§ **WHAT TO DO**
Write out, exactly as they appear, only the lines running from the line with "Reviewer note: confirm that each instance of the concrete wall" to the final line of the listing; include both.

Dataset records about object locations
★ ★ ★ ★

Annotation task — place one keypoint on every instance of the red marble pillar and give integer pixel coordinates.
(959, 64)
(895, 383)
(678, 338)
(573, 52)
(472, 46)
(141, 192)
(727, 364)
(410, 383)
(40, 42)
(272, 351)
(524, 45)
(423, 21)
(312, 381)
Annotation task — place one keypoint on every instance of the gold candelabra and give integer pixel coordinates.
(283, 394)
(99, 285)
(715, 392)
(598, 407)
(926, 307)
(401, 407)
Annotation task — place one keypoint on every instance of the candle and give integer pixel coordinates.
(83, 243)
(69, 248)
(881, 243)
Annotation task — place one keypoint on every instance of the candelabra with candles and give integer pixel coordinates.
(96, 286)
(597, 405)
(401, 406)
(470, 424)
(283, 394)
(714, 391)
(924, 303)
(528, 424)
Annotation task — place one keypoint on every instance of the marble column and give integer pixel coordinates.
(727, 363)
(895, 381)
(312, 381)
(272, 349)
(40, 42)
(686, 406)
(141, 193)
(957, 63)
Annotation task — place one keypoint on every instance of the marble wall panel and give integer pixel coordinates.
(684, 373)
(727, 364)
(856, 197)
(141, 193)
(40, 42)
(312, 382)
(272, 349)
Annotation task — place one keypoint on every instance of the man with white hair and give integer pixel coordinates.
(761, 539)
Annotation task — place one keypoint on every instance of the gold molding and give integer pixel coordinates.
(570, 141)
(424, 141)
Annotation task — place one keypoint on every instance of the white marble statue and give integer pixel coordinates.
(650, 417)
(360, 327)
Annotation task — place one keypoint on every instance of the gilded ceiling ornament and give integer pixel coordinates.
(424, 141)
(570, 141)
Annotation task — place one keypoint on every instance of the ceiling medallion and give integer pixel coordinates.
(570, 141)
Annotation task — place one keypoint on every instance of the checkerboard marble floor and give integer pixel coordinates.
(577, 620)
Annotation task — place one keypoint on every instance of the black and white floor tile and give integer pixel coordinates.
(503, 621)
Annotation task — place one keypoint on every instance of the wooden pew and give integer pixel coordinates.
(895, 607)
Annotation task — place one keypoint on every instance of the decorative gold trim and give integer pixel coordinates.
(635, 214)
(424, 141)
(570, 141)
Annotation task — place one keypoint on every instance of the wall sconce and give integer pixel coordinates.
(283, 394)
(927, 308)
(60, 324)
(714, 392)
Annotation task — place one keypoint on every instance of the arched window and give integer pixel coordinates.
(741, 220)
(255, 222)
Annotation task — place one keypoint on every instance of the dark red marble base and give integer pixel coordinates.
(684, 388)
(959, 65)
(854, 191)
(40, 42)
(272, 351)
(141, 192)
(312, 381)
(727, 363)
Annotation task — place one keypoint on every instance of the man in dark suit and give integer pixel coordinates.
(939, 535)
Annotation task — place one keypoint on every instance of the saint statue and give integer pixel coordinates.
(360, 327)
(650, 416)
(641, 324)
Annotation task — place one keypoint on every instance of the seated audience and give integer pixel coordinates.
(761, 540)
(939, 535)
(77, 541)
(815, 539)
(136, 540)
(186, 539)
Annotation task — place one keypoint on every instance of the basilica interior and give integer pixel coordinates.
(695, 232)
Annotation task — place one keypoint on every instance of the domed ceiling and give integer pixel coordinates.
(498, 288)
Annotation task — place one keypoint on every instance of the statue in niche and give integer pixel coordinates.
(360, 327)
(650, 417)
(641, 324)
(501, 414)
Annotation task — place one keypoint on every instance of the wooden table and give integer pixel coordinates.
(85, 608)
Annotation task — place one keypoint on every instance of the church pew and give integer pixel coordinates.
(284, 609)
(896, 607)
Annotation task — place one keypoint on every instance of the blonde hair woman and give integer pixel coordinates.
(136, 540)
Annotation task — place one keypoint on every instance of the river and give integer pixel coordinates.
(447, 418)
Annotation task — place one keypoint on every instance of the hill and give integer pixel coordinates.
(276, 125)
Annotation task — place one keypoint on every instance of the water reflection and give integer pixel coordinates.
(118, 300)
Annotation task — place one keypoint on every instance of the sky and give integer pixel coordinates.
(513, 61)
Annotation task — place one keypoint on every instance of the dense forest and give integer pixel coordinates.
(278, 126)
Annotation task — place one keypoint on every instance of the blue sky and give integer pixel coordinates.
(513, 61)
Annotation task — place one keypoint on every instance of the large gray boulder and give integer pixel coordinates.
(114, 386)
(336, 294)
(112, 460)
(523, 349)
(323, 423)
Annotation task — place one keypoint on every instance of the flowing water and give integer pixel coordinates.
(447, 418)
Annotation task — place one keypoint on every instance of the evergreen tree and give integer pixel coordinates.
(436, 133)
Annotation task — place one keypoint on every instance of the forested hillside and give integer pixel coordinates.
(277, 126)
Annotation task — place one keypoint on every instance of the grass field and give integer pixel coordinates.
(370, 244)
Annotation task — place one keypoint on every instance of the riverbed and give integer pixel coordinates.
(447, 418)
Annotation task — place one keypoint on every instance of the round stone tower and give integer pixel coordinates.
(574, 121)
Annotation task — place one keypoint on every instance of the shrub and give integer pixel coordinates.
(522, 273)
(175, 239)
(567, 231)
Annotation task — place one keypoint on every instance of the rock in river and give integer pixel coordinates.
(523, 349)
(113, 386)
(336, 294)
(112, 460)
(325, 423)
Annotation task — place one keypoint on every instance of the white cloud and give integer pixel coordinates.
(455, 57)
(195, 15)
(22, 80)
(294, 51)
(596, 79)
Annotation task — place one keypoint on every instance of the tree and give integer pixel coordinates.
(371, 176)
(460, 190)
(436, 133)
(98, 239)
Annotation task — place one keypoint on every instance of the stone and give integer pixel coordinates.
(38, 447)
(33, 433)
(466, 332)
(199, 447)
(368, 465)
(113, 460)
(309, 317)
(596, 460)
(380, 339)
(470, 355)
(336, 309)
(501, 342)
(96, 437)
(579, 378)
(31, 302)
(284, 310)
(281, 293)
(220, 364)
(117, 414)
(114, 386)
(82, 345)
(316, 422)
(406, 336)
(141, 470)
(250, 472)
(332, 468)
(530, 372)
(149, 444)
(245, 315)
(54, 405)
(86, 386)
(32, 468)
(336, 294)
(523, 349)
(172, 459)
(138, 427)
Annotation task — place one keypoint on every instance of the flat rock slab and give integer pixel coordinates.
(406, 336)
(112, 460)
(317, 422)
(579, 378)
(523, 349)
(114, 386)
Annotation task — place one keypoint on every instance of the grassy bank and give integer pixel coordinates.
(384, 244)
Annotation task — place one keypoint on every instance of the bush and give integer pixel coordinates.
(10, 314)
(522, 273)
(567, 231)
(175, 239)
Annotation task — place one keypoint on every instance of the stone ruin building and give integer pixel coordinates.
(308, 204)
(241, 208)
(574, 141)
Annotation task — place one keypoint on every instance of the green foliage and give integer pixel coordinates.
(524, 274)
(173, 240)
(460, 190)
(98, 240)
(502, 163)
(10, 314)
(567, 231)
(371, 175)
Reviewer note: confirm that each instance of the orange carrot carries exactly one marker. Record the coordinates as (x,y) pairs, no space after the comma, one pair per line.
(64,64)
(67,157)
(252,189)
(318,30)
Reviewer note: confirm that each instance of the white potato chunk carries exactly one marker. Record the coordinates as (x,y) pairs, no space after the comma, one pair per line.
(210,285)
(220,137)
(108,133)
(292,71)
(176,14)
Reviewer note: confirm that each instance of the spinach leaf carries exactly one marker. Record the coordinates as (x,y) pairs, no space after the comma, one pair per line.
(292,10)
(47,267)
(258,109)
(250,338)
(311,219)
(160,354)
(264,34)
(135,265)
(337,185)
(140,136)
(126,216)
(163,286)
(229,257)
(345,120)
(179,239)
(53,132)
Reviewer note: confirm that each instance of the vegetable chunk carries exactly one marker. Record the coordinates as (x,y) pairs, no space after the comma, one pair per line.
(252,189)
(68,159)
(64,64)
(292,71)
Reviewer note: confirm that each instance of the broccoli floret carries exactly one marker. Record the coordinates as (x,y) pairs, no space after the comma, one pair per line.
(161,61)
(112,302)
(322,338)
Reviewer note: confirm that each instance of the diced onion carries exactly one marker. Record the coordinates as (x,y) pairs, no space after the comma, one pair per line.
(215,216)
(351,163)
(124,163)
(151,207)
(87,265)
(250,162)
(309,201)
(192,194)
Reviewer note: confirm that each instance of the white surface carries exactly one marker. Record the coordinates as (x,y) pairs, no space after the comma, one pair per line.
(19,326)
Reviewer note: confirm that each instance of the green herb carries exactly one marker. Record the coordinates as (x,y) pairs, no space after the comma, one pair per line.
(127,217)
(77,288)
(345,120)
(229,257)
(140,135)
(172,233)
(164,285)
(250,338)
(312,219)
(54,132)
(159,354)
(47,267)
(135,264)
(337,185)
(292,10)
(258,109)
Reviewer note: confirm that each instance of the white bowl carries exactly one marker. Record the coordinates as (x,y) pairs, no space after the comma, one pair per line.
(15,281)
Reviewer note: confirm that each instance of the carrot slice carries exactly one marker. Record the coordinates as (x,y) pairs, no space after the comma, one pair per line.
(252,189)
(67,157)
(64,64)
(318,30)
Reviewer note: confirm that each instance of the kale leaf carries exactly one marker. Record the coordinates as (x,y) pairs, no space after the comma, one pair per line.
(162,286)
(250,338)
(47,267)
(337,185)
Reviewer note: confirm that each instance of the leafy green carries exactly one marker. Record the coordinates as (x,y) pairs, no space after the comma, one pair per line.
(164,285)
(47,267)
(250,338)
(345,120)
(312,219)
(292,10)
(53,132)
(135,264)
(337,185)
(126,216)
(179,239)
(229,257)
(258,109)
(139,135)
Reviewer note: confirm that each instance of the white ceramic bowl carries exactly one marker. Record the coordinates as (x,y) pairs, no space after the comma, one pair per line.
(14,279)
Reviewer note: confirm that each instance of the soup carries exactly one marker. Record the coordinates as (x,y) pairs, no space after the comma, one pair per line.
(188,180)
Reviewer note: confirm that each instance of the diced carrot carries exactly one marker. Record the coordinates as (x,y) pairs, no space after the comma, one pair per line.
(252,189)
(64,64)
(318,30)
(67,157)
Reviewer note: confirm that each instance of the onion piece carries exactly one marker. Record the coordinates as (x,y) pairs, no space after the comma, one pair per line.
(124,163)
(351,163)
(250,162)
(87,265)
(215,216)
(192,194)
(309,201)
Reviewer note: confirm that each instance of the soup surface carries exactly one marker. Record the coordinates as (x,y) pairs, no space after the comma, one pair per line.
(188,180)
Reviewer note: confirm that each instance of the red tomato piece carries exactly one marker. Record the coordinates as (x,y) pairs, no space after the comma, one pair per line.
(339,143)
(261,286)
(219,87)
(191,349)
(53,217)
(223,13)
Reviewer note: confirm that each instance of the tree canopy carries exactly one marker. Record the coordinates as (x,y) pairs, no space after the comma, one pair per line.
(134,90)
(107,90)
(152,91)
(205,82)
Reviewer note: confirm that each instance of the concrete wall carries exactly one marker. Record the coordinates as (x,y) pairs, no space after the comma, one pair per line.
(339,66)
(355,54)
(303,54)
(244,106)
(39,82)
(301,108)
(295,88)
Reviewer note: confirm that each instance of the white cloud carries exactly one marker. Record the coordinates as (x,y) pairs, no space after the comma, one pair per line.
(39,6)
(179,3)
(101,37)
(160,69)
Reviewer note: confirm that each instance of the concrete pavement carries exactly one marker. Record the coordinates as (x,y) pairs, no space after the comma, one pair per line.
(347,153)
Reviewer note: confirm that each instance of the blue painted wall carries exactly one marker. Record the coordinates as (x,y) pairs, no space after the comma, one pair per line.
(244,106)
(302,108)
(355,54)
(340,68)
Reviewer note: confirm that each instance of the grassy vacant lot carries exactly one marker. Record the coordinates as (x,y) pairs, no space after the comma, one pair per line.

★ ★ ★ ★

§ **PROBLEM SOLUTION**
Reviewer note: confirm that each instance of the concrete wall carries exactly one marker. Record the coordinates as (x,y) pairs, no space after the comma, one pair per line.
(339,66)
(355,54)
(303,54)
(244,106)
(39,82)
(301,108)
(295,88)
Reviewer note: confirm that each instance of the white cloud carries exactly one marker. Record the coordinates as (x,y) pairs, no space after the comma, one pair per line.
(39,6)
(179,3)
(101,37)
(160,69)
Reviewer note: confirm that each instance of the concrete pavement carries exactly one marker. Record the coordinates as (x,y) pairs, no space after the comma, one pair per line.
(347,153)
Reviewer note: confirm that each instance of the blue painted wall carries exactly one marker. Record the coordinates as (x,y) pairs, no space after the comma, one pair per line.
(244,106)
(302,108)
(355,54)
(340,68)
Reviewer note: confirm that each instance of the grassy vacant lot carries exactly one marker. Record the coordinates as (x,y) pairs, no space after the comma, one pair per line.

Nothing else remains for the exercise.